§ **Request**: Copy out every line from the records below in which the word "tree" appears.

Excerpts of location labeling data
[BEGIN]

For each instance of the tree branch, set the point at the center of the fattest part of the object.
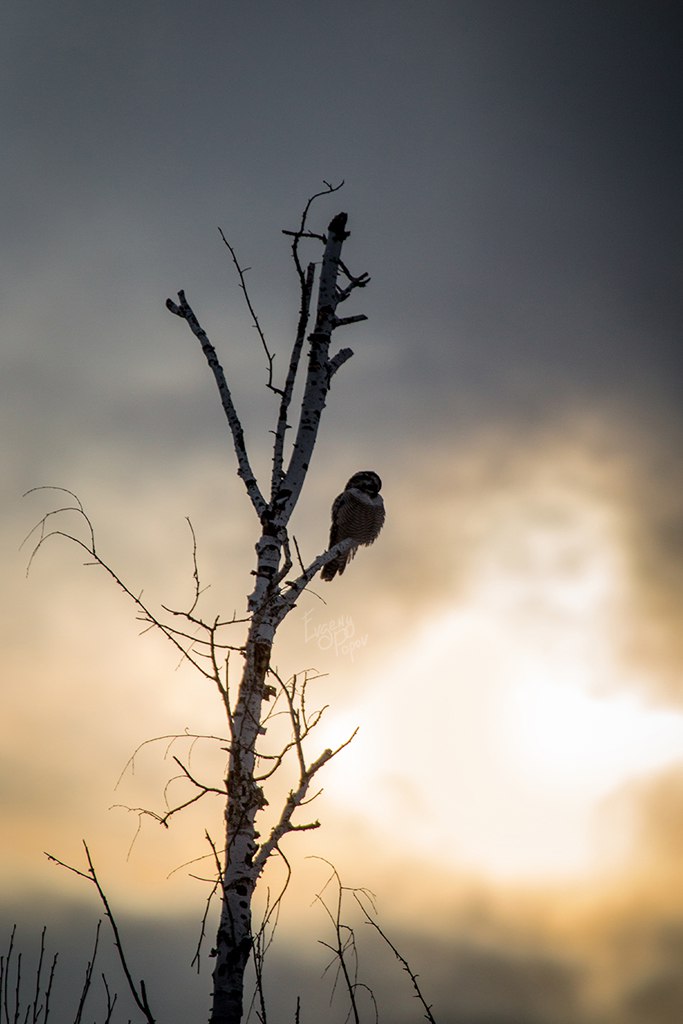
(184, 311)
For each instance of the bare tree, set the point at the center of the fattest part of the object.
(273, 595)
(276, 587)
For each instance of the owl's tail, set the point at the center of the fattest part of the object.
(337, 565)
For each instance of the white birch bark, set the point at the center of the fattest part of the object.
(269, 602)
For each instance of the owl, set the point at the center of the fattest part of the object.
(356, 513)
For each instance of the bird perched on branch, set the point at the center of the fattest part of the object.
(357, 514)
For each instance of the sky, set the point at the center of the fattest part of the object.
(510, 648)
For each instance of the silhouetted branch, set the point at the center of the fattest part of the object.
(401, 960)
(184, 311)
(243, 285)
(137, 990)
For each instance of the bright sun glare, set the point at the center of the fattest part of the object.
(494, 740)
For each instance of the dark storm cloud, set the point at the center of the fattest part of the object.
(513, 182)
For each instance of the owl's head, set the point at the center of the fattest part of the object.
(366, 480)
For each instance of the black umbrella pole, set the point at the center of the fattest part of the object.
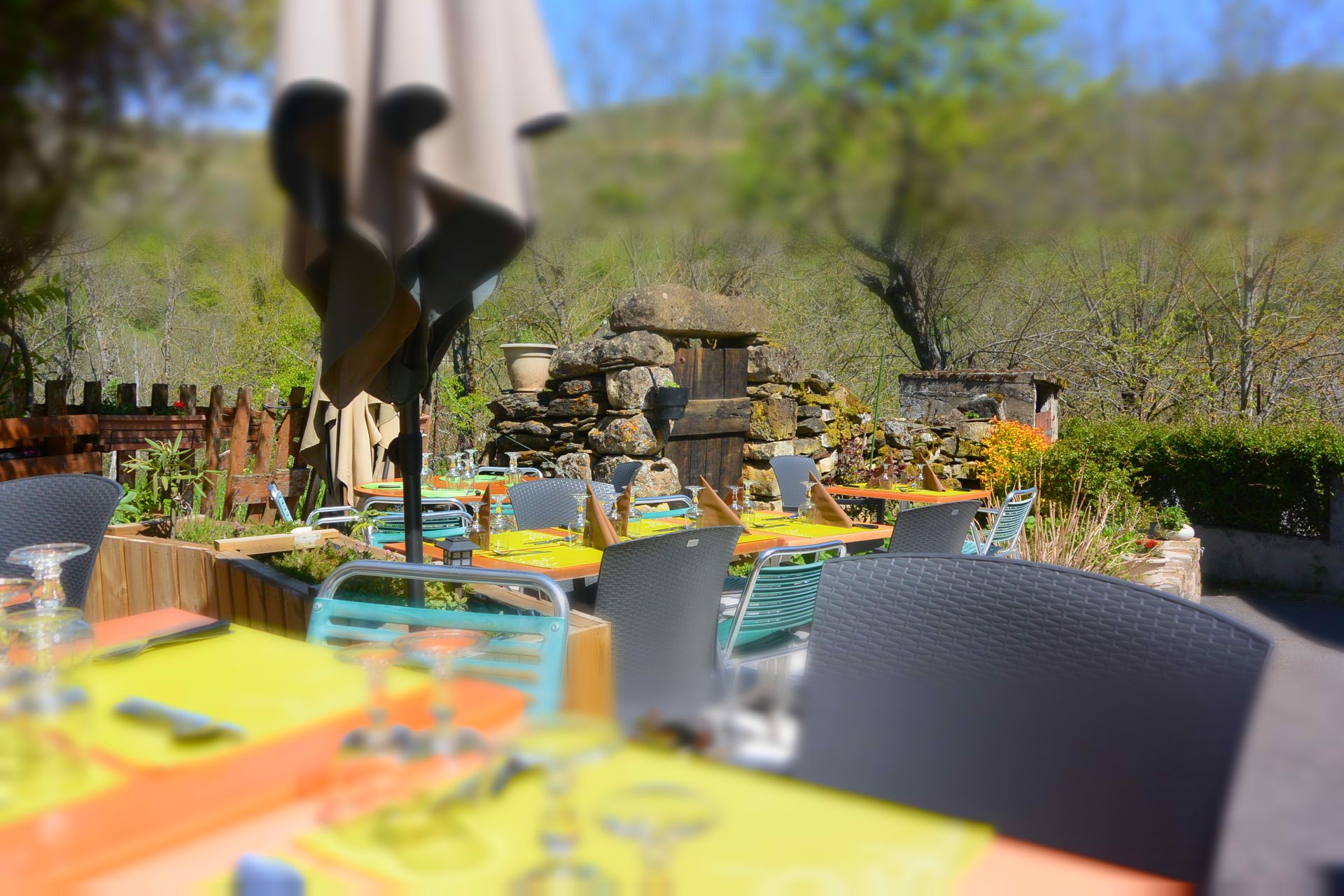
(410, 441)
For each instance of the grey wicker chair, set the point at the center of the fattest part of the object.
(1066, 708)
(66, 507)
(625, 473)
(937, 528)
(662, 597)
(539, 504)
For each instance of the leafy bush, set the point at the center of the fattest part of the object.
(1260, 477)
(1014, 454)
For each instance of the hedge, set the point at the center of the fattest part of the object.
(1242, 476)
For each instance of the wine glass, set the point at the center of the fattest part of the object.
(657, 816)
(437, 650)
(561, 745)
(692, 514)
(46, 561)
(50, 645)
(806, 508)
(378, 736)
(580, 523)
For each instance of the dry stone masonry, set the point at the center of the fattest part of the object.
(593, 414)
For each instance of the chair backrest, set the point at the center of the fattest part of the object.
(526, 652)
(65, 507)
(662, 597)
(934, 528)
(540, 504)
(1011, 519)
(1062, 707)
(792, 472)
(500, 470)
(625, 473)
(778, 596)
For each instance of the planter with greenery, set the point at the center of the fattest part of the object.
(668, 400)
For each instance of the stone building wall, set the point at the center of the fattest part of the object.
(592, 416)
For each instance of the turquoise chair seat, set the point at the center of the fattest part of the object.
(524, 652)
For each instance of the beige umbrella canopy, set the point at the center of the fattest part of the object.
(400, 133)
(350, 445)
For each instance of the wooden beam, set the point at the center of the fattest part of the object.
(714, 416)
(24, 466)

[END]
[BEGIN]

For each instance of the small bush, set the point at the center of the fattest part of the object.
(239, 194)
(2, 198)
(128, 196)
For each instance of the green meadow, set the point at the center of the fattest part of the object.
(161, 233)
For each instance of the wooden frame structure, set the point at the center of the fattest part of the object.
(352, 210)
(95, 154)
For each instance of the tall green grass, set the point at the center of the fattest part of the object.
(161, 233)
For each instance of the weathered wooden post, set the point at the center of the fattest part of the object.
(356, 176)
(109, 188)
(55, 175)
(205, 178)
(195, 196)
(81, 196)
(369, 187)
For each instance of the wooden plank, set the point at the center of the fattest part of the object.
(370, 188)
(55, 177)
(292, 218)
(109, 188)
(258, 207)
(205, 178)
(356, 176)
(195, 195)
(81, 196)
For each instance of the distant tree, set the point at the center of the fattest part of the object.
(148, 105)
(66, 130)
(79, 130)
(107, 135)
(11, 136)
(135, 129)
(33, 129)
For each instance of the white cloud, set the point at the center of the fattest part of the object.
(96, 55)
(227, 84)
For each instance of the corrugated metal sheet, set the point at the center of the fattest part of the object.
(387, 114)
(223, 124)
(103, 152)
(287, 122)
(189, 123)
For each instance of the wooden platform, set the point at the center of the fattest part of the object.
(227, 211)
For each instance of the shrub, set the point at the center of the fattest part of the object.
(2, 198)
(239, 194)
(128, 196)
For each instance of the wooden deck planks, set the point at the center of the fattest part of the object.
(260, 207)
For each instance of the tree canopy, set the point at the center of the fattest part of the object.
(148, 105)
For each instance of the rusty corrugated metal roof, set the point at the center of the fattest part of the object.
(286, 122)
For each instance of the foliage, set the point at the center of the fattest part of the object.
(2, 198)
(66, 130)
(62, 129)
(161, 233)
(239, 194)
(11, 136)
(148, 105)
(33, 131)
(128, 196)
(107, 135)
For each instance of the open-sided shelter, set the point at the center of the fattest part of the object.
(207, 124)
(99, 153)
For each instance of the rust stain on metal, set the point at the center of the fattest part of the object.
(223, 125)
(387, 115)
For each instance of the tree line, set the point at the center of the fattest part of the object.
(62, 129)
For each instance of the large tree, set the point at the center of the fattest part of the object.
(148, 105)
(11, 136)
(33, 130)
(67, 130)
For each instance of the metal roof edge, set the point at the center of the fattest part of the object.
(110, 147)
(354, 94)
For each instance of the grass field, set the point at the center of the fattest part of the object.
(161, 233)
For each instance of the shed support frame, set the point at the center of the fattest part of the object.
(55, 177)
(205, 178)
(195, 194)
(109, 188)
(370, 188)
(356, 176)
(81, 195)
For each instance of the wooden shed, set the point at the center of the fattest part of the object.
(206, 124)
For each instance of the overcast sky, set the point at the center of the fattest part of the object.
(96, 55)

[END]

§ **Task answer**:
For each instance of the tree branch, set the point at the center of the fattest part of the object.
For each instance of the bare tree, set the point at the center of the fattest part of the object.
For each instance of the distant tree, set the point at the center of the fattest part of the object.
For each instance of the tree canopy, set the point at the center of the fattest part of the object.
For each instance of the tree line, set the point at the center of the fattest part of the object.
For each instance of the large tree, set the point at the center of the fattest part of the object.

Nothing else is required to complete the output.